→ EXERCICES À FAIRE:
#1 D'après le texte fourni, dans quel État Reed Hastings applique-t-il au ski les recettes du club semi-privé ?
#2 Recopiez telles quelles les lignes de la liste, de la toute première jusqu'à celle qui contient « (1207, 454) », cette dernière comprise.

→ TEXTE FOURNI:
□ □ □ □ □
Un snowboarder sur le domaine de Reed Hastings dans l'Utah

Powder Mountain : ici, l’ex-PDG de Netflix vend la poudreuse en accès premium

© @powdermoutain sur Instagram

Dans l’Utah, Reed Hastings applique les recettes du club semi-privé au ski. Un modèle hybride qui parle du futur du luxe en montagne. Et de ce rêve des riches à « s’échapper de la masse ».
□ □ □ □ □
→ DONNÉES DE L'EXERCICE:

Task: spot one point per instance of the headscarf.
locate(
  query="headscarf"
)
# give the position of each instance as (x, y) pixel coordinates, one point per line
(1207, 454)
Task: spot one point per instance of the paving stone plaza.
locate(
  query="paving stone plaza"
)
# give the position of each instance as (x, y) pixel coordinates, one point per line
□ □ □ □ □
→ CORRIGÉS:
#1 Dans l'Utah.

#2
Task: spot one point per instance of the headscarf.
locate(
  query="headscarf"
)
# give the position of each instance as (x, y) pixel coordinates, one point per line
(1207, 454)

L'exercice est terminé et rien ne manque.